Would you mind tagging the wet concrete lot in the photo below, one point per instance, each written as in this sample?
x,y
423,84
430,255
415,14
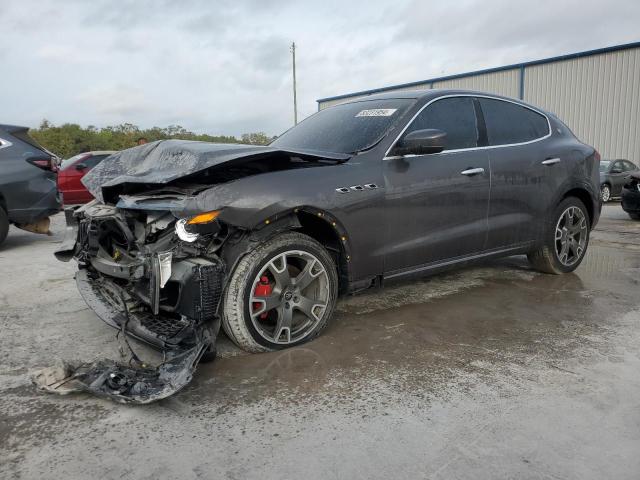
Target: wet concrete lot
x,y
494,371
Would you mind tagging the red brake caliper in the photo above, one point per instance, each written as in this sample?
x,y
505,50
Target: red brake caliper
x,y
263,289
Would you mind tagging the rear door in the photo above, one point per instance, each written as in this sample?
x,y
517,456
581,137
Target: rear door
x,y
526,170
435,209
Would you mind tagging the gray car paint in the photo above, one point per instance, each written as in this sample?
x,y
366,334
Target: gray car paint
x,y
406,225
28,193
616,180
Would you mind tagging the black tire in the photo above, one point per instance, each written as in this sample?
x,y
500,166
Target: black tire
x,y
546,258
4,225
236,315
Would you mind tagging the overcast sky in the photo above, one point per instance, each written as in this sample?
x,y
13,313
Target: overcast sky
x,y
224,66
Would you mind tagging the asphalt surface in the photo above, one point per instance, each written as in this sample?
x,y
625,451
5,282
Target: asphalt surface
x,y
494,371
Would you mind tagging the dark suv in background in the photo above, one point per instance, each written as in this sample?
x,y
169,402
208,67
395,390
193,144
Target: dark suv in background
x,y
28,191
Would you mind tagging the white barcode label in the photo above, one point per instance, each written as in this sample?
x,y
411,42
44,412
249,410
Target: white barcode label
x,y
377,112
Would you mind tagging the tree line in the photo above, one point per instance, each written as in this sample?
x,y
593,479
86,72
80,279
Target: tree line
x,y
70,139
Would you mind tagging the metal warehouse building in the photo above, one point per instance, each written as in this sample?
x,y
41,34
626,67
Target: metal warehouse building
x,y
596,93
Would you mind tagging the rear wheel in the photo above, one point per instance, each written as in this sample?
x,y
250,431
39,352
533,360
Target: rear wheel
x,y
281,294
4,225
566,239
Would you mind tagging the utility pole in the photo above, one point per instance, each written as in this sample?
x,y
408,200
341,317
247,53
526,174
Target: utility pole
x,y
295,95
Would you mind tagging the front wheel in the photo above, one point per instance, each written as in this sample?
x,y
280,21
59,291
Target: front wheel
x,y
566,239
281,294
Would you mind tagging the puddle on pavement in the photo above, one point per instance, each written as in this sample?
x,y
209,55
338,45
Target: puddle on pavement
x,y
417,337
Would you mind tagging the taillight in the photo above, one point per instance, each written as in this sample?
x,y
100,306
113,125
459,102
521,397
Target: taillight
x,y
44,162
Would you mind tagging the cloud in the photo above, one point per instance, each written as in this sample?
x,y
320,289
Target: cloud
x,y
224,67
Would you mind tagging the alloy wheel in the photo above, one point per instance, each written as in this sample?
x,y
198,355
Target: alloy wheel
x,y
571,236
289,296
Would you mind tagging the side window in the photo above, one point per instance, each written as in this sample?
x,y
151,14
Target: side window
x,y
456,116
510,123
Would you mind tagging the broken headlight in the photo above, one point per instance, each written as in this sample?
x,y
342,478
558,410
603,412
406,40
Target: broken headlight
x,y
189,229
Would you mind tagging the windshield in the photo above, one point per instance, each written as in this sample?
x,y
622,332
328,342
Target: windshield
x,y
346,128
604,165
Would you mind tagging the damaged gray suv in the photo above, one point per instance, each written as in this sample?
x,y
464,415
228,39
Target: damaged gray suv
x,y
187,236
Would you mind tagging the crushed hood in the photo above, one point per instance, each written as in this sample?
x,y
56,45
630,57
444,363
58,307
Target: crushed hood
x,y
165,161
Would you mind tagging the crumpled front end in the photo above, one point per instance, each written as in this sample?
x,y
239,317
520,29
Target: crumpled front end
x,y
141,279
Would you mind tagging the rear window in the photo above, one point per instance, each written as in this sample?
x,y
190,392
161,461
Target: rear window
x,y
509,123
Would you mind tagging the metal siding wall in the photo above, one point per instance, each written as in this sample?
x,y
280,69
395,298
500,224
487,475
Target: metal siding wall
x,y
505,83
598,97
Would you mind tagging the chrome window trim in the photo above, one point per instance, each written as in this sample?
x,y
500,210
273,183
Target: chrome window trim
x,y
4,143
456,95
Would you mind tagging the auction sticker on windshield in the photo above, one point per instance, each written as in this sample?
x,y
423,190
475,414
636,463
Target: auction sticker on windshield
x,y
377,112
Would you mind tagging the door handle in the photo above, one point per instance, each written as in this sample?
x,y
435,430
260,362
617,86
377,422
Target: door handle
x,y
472,171
551,161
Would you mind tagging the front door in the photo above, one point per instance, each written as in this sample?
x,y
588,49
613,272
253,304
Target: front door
x,y
436,205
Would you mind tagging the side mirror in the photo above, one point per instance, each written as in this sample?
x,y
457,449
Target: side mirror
x,y
421,142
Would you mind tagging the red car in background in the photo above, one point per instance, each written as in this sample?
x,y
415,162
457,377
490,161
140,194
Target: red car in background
x,y
72,170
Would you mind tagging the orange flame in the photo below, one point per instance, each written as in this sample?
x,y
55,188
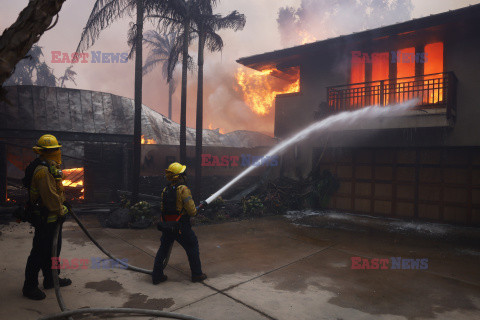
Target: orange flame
x,y
306,37
259,90
220,130
73,172
148,141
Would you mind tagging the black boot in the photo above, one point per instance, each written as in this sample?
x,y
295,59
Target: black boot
x,y
199,278
163,278
62,281
34,293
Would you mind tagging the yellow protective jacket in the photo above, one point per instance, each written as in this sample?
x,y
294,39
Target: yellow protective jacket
x,y
185,203
47,192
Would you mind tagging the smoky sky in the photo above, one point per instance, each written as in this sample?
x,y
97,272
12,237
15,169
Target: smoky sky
x,y
330,18
271,25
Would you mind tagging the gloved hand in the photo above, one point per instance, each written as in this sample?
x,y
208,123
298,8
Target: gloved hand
x,y
202,205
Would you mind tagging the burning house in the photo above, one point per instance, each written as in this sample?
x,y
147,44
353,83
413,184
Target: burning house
x,y
96,131
423,165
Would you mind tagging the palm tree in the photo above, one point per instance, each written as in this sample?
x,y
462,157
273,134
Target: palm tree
x,y
161,46
17,40
105,13
207,24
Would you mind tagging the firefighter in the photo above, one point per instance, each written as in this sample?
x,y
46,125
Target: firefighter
x,y
43,178
177,207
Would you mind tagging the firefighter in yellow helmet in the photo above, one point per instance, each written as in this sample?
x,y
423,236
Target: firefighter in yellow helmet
x,y
43,178
177,207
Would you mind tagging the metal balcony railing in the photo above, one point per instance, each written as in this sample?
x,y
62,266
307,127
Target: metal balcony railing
x,y
432,91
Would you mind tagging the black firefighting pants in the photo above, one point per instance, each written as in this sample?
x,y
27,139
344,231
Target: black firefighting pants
x,y
41,255
188,240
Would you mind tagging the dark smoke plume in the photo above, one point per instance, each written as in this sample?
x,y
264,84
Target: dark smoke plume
x,y
329,18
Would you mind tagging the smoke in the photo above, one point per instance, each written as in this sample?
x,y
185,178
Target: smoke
x,y
321,19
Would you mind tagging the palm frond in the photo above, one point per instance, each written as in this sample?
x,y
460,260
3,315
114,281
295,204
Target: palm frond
x,y
104,13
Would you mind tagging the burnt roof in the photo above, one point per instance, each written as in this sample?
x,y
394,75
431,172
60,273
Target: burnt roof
x,y
283,56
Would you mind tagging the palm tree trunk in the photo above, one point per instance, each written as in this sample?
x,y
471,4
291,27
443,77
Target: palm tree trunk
x,y
170,94
17,40
199,125
137,131
183,103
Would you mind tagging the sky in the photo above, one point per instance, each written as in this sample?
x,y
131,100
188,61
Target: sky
x,y
223,103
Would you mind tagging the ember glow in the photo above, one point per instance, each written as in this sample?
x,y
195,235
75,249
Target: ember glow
x,y
306,37
148,141
220,130
73,178
259,88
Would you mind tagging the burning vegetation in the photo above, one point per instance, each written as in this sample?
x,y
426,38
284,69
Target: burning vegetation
x,y
259,88
220,130
148,141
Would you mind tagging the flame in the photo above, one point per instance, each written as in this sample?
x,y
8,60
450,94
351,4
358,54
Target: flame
x,y
306,37
220,130
72,183
259,90
148,141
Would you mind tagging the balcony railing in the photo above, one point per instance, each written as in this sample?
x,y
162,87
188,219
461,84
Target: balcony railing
x,y
432,91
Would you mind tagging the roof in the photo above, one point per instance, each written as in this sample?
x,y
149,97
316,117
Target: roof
x,y
83,111
284,56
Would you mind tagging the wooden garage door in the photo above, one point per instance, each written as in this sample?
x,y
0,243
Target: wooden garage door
x,y
437,184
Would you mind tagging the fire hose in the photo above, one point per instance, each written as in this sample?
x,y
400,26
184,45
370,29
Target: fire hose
x,y
133,311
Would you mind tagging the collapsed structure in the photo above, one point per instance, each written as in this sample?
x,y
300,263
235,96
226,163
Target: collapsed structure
x,y
424,165
96,130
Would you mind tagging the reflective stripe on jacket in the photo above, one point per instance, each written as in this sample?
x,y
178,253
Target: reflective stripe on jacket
x,y
48,192
185,201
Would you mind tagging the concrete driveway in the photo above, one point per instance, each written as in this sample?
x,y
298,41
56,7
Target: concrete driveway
x,y
266,268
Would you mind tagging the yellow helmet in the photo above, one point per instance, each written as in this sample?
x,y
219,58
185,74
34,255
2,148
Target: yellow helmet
x,y
48,141
174,170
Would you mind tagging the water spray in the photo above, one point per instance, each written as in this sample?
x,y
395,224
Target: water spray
x,y
344,118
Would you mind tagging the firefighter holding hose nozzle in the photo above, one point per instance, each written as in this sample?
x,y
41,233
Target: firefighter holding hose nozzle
x,y
45,208
177,206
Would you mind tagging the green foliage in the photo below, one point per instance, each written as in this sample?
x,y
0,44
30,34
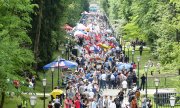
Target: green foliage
x,y
15,54
156,22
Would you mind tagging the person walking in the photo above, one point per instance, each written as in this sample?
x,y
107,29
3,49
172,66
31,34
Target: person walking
x,y
134,103
100,102
141,50
143,81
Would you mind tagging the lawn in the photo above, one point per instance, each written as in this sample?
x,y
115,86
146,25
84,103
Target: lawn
x,y
13,102
171,82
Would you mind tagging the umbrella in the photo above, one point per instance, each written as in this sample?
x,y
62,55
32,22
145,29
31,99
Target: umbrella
x,y
56,92
109,31
81,27
67,27
111,38
76,33
61,63
123,65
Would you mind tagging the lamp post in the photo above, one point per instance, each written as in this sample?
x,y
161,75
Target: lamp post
x,y
156,81
124,47
128,46
33,101
138,59
146,71
44,85
172,101
58,71
132,55
67,51
52,73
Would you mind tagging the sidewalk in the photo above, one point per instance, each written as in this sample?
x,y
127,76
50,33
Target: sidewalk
x,y
114,92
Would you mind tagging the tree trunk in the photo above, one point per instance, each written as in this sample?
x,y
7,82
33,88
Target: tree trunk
x,y
38,33
2,99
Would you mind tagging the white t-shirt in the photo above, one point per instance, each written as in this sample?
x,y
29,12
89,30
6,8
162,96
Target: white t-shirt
x,y
124,84
103,76
112,77
112,105
109,103
91,95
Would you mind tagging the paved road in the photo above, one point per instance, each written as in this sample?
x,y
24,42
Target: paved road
x,y
114,92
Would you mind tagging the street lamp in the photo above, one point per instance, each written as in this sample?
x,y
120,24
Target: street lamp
x,y
67,50
44,85
146,71
132,55
124,47
58,71
52,73
128,46
156,81
138,59
33,101
172,101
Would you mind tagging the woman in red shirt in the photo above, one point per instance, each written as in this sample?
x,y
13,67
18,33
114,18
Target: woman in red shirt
x,y
77,103
66,103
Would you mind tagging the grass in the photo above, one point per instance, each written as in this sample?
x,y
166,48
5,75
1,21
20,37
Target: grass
x,y
13,102
171,82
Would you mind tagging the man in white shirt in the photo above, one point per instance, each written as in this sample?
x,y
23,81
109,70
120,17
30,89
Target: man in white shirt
x,y
110,101
124,86
91,94
112,105
103,77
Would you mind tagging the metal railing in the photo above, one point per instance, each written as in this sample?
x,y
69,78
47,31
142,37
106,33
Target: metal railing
x,y
162,100
164,81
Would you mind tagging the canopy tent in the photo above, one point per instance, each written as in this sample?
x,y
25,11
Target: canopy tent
x,y
124,65
81,27
56,92
61,63
84,13
67,27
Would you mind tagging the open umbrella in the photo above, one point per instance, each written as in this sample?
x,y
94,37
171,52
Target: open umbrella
x,y
67,27
124,65
56,92
81,27
61,63
76,33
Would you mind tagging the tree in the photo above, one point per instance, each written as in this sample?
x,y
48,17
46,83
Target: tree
x,y
15,55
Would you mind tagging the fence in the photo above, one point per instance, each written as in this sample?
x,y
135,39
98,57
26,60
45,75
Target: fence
x,y
165,81
162,100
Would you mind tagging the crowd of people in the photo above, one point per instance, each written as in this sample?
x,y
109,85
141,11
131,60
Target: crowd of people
x,y
99,68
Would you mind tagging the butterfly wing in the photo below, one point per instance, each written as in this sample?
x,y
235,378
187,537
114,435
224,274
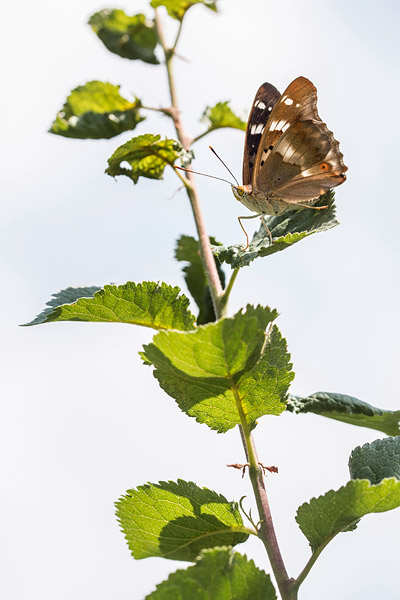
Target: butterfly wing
x,y
305,163
265,100
298,158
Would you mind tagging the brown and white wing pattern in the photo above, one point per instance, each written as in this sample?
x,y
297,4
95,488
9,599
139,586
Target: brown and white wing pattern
x,y
298,158
264,102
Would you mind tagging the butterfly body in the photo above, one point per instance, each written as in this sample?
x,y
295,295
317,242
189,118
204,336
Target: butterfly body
x,y
290,157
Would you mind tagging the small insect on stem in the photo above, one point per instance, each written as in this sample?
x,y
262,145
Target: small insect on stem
x,y
263,467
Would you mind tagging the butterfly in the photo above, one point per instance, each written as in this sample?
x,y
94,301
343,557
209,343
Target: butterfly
x,y
290,156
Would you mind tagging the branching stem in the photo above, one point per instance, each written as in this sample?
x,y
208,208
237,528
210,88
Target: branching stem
x,y
210,268
266,531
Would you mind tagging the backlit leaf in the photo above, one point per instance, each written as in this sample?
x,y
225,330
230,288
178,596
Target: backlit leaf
x,y
177,8
286,230
221,115
225,368
96,110
219,574
323,518
144,156
148,304
130,37
348,410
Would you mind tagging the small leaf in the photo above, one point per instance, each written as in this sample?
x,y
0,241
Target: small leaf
x,y
178,520
221,115
219,574
187,249
130,37
147,156
148,304
96,110
177,8
286,230
348,410
323,518
376,461
224,367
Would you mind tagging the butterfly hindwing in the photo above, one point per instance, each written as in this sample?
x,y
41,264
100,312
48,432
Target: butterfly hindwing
x,y
298,158
305,163
264,102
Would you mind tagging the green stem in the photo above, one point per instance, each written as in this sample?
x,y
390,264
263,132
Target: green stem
x,y
228,289
266,532
201,135
210,267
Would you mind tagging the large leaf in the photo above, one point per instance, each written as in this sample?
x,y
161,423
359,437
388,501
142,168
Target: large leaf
x,y
348,410
177,8
146,156
178,520
130,37
376,461
148,304
286,230
187,249
221,115
225,369
323,518
378,464
96,110
219,574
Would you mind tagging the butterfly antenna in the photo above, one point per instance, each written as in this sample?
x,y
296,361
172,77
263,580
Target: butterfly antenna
x,y
204,174
226,167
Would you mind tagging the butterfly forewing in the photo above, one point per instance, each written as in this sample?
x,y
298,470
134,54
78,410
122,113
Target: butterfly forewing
x,y
264,102
298,158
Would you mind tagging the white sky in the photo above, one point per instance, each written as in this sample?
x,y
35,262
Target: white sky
x,y
82,420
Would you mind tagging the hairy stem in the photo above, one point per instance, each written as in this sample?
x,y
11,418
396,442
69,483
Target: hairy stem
x,y
266,532
210,268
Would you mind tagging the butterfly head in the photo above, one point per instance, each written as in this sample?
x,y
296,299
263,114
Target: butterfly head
x,y
241,191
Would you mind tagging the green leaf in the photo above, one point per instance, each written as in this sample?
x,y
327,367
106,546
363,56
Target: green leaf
x,y
177,8
221,115
187,249
286,230
348,410
376,461
130,37
224,367
149,304
219,574
323,518
147,156
178,520
96,110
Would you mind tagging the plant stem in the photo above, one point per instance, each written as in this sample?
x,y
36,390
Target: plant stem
x,y
210,268
266,532
228,289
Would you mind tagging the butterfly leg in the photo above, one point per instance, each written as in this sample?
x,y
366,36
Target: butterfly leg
x,y
244,231
268,231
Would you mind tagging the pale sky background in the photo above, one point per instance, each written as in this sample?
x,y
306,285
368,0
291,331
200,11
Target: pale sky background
x,y
82,419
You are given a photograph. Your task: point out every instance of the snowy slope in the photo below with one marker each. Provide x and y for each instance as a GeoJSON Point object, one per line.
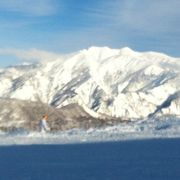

WHAT IS NEEDED. Scan the data for the string "below" and copy each line in which it occurs.

RESULT OF THE TASK.
Would you mind tagging the wet concrete lot in the photo below, one point per instance, each written as in this sample?
Would you mind tagging the orange flame in the photo below, one point per instance, each written as in this sample?
Would you mind tagging the green foliage in the photo below, one point per instance, each written as in this sample?
Would you mind tagging the butterfly wing in the photo below, one point per instance, each written as in this sample?
You are given a photograph. Your task: point out every instance of the snowy slope in the photo below with one marker each. Provide x and y for each instance as a GeoJSON Point object, one per line.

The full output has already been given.